*WHAT YOU WILL DO*:
Rewrite the material from the line containing "mark: the flowing" through the end, both included, adding 85 to every x and y coordinate in the answers and leaving all other numbers unchanged.

*GIVEN RECORDS*:

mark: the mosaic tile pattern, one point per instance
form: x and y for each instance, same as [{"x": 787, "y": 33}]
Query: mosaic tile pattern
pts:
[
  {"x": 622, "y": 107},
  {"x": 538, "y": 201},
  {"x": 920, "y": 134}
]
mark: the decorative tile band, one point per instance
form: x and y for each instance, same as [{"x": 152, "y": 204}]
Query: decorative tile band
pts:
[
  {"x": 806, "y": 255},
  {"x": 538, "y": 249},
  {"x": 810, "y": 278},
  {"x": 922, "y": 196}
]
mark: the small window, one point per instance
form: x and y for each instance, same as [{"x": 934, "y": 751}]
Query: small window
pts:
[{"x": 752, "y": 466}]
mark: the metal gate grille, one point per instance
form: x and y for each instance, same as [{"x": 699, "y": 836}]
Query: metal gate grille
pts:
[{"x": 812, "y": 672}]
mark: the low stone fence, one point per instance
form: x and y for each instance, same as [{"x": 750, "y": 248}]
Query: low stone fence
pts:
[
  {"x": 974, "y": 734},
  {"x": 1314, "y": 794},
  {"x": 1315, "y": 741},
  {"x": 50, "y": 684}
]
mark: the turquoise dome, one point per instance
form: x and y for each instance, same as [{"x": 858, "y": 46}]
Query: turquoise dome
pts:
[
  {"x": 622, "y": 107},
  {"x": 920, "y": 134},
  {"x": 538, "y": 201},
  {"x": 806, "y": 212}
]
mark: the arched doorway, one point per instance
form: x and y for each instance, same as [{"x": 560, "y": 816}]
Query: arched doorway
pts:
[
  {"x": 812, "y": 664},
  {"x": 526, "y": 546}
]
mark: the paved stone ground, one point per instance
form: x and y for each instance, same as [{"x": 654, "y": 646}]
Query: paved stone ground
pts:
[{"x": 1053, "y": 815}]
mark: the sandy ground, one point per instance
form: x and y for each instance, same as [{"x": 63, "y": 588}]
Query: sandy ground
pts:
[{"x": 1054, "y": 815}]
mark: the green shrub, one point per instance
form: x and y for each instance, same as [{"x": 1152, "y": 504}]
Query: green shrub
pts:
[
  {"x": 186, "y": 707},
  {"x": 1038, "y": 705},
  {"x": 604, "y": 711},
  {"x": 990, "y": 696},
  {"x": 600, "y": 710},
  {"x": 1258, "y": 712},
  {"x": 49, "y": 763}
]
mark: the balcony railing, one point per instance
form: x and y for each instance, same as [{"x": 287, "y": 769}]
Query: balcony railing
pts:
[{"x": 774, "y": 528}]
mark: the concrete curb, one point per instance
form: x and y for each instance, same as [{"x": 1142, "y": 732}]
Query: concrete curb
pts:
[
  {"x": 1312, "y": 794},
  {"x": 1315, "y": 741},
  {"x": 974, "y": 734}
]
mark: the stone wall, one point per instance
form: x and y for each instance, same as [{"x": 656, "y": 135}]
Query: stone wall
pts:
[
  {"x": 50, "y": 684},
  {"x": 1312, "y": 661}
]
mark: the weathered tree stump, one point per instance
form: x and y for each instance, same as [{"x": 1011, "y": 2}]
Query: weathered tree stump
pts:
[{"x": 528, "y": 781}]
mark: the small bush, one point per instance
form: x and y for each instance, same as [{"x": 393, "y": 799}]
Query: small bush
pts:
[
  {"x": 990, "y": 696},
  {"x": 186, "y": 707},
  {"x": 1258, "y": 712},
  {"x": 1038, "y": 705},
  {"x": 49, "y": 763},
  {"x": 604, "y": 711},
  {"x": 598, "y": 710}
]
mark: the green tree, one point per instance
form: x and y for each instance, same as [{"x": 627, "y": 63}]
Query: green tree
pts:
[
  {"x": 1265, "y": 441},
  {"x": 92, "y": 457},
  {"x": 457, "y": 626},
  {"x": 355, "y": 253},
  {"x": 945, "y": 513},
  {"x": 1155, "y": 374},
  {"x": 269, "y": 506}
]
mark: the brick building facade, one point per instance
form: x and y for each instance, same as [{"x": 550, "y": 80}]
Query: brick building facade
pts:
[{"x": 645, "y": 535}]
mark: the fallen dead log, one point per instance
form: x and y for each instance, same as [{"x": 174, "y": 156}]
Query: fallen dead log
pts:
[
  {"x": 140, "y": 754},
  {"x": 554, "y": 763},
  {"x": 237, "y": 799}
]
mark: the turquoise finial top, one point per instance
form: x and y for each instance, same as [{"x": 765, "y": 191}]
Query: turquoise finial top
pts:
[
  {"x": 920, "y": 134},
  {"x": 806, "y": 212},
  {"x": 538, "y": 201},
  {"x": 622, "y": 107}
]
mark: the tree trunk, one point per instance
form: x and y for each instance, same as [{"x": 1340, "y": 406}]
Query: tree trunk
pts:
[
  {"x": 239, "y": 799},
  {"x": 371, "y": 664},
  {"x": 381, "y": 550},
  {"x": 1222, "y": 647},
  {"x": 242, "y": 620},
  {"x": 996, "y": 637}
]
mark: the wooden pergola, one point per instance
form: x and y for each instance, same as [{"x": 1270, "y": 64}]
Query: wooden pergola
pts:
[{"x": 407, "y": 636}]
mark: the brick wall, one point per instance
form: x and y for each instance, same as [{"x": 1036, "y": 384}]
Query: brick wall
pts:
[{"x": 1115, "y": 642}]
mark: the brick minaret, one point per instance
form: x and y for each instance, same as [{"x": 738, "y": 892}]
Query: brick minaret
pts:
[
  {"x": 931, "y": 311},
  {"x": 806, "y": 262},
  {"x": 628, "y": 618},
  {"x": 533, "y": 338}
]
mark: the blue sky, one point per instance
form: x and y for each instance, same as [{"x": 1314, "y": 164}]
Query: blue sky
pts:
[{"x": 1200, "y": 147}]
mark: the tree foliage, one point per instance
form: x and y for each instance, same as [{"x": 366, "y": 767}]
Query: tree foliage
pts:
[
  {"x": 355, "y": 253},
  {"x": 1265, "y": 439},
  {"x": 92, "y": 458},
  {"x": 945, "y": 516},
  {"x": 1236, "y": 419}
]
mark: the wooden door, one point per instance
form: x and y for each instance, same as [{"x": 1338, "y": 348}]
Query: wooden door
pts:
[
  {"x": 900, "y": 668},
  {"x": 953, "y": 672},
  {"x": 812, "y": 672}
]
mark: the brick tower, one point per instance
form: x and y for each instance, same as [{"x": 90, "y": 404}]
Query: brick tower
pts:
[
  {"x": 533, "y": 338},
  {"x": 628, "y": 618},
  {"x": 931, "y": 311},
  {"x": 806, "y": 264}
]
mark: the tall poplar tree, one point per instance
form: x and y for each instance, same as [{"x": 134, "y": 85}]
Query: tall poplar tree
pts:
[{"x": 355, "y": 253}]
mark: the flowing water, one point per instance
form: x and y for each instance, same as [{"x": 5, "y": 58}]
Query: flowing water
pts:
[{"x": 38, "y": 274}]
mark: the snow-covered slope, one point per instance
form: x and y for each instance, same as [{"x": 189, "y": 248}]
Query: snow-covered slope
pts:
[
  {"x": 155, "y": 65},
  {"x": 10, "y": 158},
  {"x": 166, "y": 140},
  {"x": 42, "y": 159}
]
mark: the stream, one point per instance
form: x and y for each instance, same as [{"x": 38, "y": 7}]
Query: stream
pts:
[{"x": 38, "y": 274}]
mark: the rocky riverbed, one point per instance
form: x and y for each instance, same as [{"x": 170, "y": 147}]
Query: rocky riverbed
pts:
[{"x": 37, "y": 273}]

*SOLUTION TO THIS EXERCISE*:
mark: the flowing water, one point per instance
form: x and y for each instance, same as [{"x": 5, "y": 58}]
Query: flowing water
pts:
[{"x": 123, "y": 359}]
mark: the snow-covered slope, one point per instance
form: x and y for each instance, same as [{"x": 189, "y": 248}]
Query: snow-covered slope
pts:
[
  {"x": 240, "y": 150},
  {"x": 95, "y": 243},
  {"x": 251, "y": 225},
  {"x": 127, "y": 244}
]
mark: the stream, one point per instance
form: x and y for each instance, same as [{"x": 38, "y": 7}]
Query: stream
pts:
[{"x": 123, "y": 359}]
mark: the rocky riverbed, one point per instance
form: x and y for each instance, same as [{"x": 170, "y": 147}]
Query: rocky riverbed
pts:
[{"x": 122, "y": 358}]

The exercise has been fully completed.